Your task:
Word for word, print every entry below.

Dataset:
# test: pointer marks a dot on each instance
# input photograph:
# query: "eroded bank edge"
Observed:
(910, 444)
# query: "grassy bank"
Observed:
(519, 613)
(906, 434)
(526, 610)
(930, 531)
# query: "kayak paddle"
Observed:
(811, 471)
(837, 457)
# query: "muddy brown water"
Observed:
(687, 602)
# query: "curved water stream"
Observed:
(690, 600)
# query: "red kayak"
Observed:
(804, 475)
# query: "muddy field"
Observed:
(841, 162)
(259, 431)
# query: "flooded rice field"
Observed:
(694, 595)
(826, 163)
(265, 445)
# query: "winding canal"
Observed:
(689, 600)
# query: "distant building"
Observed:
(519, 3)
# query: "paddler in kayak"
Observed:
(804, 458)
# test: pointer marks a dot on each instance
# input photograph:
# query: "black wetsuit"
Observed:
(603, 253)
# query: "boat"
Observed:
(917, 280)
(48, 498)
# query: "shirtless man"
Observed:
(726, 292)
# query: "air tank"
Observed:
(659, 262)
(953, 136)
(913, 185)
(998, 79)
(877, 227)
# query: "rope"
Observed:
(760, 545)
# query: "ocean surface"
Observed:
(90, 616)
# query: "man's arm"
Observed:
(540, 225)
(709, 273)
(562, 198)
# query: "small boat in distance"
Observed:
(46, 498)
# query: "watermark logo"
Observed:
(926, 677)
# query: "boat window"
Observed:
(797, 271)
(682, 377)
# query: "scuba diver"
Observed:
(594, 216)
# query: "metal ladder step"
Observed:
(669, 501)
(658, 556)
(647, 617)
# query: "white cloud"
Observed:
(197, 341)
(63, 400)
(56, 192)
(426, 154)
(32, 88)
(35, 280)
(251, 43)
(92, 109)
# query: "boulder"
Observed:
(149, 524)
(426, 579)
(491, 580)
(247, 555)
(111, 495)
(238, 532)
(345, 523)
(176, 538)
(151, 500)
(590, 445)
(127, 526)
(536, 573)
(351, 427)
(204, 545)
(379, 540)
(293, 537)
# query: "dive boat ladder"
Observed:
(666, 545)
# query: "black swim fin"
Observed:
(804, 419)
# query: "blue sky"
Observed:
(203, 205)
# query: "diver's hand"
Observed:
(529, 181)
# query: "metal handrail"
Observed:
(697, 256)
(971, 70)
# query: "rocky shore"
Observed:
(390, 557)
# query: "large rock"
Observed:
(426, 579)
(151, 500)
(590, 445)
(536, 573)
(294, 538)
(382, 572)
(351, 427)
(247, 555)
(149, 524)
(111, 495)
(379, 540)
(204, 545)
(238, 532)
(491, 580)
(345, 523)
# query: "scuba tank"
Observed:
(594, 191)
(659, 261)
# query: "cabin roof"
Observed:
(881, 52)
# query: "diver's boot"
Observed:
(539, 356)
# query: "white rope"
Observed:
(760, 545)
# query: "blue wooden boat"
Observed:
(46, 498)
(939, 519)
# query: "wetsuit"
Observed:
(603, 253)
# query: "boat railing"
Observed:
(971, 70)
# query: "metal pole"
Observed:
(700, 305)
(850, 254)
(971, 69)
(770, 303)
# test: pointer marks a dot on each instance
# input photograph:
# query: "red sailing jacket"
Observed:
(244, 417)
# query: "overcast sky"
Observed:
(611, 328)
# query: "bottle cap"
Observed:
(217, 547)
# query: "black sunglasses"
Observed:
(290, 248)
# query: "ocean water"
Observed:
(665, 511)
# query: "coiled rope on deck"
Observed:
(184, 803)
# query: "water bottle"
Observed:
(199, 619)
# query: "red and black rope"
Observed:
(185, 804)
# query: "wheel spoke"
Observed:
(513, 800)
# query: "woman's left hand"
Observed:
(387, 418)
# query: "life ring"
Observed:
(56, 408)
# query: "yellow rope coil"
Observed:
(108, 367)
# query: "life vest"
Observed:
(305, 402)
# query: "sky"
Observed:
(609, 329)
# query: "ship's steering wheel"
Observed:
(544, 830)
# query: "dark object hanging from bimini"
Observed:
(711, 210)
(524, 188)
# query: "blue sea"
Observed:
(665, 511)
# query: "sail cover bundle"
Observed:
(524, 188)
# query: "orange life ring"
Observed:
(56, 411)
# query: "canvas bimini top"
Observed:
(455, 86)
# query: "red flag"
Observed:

Solution to this task:
# test: pointer marks a dot on each instance
# input photograph:
# query: "eroded bank edge"
Observed:
(910, 444)
# query: "grassy bank"
Observed:
(519, 613)
(906, 434)
(526, 610)
(930, 531)
# query: "kayak paddle"
Observed:
(811, 471)
(837, 457)
# query: "muddy brown water"
Observed:
(687, 602)
# query: "curved water stream"
Observed:
(690, 600)
# query: "red kayak"
Observed:
(804, 475)
# query: "muddy field"
Observed:
(841, 162)
(259, 431)
# query: "flooded rice field"
Observed:
(694, 595)
(826, 163)
(265, 445)
# query: "winding canal"
Observed:
(689, 600)
# query: "distant building"
Observed:
(519, 3)
# query: "paddler in kayak"
Observed:
(804, 458)
# test: pointer marks a dot on each instance
# input photograph:
# query: "black wetsuit"
Observed:
(603, 253)
# query: "boat"
Observed:
(917, 280)
(48, 498)
# query: "shirtless man"
Observed:
(726, 292)
# query: "air tank"
Observed:
(659, 262)
(953, 136)
(913, 185)
(998, 79)
(877, 227)
# query: "rope"
Observed:
(760, 545)
# query: "ocean surface"
Observed:
(90, 616)
# query: "man's arm"
Observed:
(540, 225)
(709, 273)
(562, 198)
# query: "small boat in distance"
Observed:
(46, 498)
# query: "watermark logo"
Observed:
(926, 677)
# query: "boat window"
Observed:
(797, 271)
(682, 377)
# query: "scuba diver"
Observed:
(594, 216)
# query: "metal ladder step"
Observed:
(669, 501)
(658, 556)
(647, 617)
# query: "white cloud"
Observed:
(197, 341)
(63, 400)
(56, 192)
(426, 154)
(32, 88)
(35, 280)
(251, 43)
(92, 109)
# query: "boulder"
Observed:
(149, 524)
(426, 579)
(491, 580)
(247, 555)
(111, 495)
(238, 532)
(345, 523)
(176, 538)
(151, 500)
(590, 445)
(127, 526)
(536, 573)
(351, 427)
(204, 545)
(379, 540)
(293, 537)
# query: "dive boat ladder"
Observed:
(666, 545)
# query: "black swim fin"
Observed:
(804, 419)
# query: "blue sky"
Observed:
(203, 205)
# query: "diver's hand"
Observed:
(529, 181)
# query: "metal handrail"
Observed:
(697, 256)
(971, 70)
# query: "rocky shore"
Observed:
(390, 557)
# query: "large rock"
Observed:
(426, 579)
(151, 500)
(590, 445)
(536, 573)
(294, 538)
(382, 572)
(351, 427)
(247, 555)
(149, 524)
(111, 495)
(379, 540)
(204, 545)
(238, 532)
(491, 580)
(345, 523)
# query: "scuba tank"
Observed:
(594, 191)
(659, 261)
# query: "cabin roof"
Observed:
(881, 52)
# query: "diver's boot"
Observed:
(539, 356)
# query: "white rope"
Observed:
(760, 545)
# query: "blue wooden boat"
Observed:
(46, 498)
(939, 519)
# query: "wetsuit"
Observed:
(603, 253)
# query: "boat railing"
Observed:
(971, 70)
# query: "metal pole"
Observed:
(700, 305)
(850, 254)
(971, 69)
(770, 303)
# test: pointer marks a dot on each instance
# input photograph:
# query: "red sailing jacket"
Observed:
(244, 417)
# query: "overcast sky"
Observed:
(611, 328)
# query: "bottle cap"
Observed:
(217, 547)
# query: "black sunglasses"
Observed:
(290, 248)
# query: "ocean water"
Observed:
(665, 511)
# query: "coiled rope on deck"
Observed:
(184, 803)
# query: "water bottle"
Observed:
(199, 619)
# query: "red and black rope"
Observed:
(185, 804)
# query: "wheel spoke"
Observed:
(513, 800)
# query: "woman's left hand"
Observed:
(387, 418)
# query: "life ring"
Observed:
(56, 408)
# query: "yellow rope coil"
Observed:
(108, 367)
# query: "life vest"
Observed:
(305, 402)
# query: "sky"
Observed:
(609, 329)
# query: "ship's steering wheel"
Observed:
(544, 830)
# query: "dark object hanging from bimini"
Observed:
(711, 210)
(524, 188)
# query: "blue sea"
Observed:
(665, 511)
# query: "sail cover bundle"
Observed:
(524, 188)
# query: "orange life ring"
Observed:
(56, 411)
# query: "canvas bimini top"
Observed:
(455, 86)
# query: "red flag"
Observed:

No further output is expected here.